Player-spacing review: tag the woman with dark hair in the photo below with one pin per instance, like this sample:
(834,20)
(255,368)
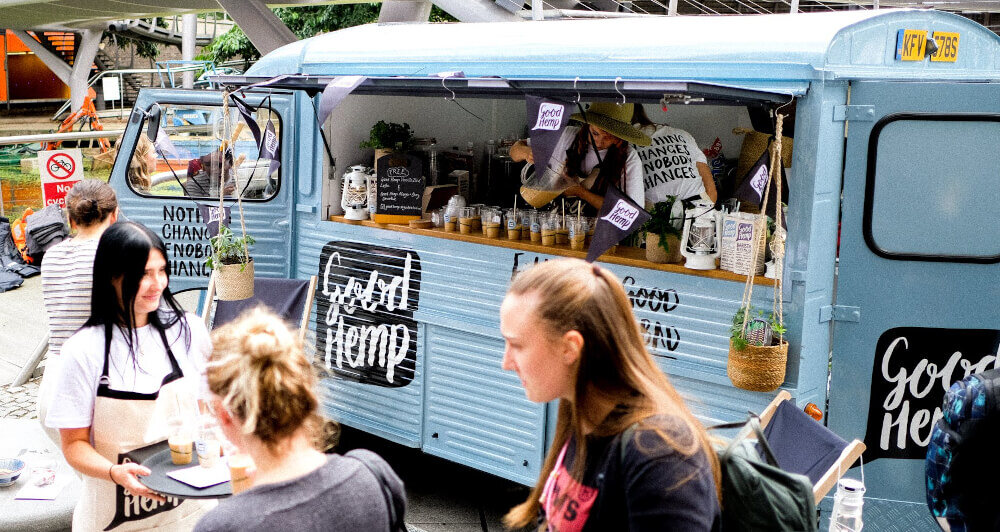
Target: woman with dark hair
(67,273)
(122,376)
(571,335)
(604,143)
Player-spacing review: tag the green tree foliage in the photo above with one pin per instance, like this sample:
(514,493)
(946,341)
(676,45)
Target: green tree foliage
(304,22)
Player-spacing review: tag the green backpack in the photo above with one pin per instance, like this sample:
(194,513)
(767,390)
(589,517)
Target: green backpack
(757,495)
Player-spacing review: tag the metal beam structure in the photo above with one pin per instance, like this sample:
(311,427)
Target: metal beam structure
(404,11)
(264,29)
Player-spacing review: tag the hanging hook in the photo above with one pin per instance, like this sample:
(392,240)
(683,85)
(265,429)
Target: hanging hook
(447,89)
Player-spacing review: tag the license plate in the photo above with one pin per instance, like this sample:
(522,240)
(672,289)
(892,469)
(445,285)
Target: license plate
(911,45)
(947,46)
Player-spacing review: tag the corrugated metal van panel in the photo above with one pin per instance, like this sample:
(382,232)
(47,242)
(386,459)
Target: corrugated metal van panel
(476,413)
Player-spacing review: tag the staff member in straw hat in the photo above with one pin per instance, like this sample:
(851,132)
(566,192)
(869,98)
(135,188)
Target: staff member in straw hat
(605,144)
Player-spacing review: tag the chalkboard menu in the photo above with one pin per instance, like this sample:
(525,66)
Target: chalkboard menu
(400,188)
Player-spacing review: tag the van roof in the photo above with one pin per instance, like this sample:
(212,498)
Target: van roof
(766,52)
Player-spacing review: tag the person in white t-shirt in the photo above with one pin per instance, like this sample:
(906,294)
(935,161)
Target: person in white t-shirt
(672,163)
(132,366)
(67,273)
(607,126)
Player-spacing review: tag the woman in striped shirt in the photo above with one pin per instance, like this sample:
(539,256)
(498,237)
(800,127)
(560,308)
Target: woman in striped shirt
(67,273)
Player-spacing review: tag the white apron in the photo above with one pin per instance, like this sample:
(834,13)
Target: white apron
(126,424)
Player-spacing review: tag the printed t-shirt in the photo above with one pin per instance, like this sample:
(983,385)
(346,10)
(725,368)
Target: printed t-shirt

**What to work on**
Begin with the line that contains "Player-spacing review: tag the hanging" and set down each line exactly until the records above end, including the final line.

**Exercise answer**
Player-spacing review: tag the hanging hook in the photo above with one pin per instance, like this sample:
(392,240)
(683,85)
(265,429)
Target: hanging hook
(447,89)
Player-spacing review: tag the license plate in the photo above with one pin per instance, like this sample:
(522,240)
(672,289)
(892,469)
(445,285)
Target: license plate
(911,45)
(947,46)
Player-spacing review: tag the corrugated metal van panel in the photo above with one pin per instance, like this sample:
(382,232)
(47,242)
(386,459)
Target: corrugated metal van panel
(476,413)
Player-spacing review: tag the staff member in straw hat in the photo above with one pin per instance, like this sample:
(851,132)
(566,192)
(869,98)
(135,188)
Target: staff member in straw hat
(605,144)
Player-spacing review: tag the chalkboard menu in the photo above with one pin per instance, like this sample:
(525,66)
Target: chalkboard menu
(400,188)
Player-spacing review: tag the van roof in the photo above with one pin per instance, like this sample:
(212,498)
Target: van roof
(766,52)
Player-spacing review: tag the person in white t-shirt in the photo above with one pin per instance, like this sample:
(906,294)
(935,161)
Target: person in white t-shirt
(672,163)
(132,366)
(67,273)
(607,126)
Player-spacing review: tag the woman in striped shirt in the photo above with one pin per instance, like this sample:
(539,256)
(498,237)
(800,127)
(560,308)
Target: woman in striped shirt
(67,273)
Player-spacing review: tag the white apron in the photo above with one pin per instance, like this sample:
(834,13)
Target: white apron
(126,424)
Player-spacing review: tag the printed t-shirt in the photo above with one pin per instance, like this sample:
(983,385)
(346,10)
(725,368)
Target: printed t-shirt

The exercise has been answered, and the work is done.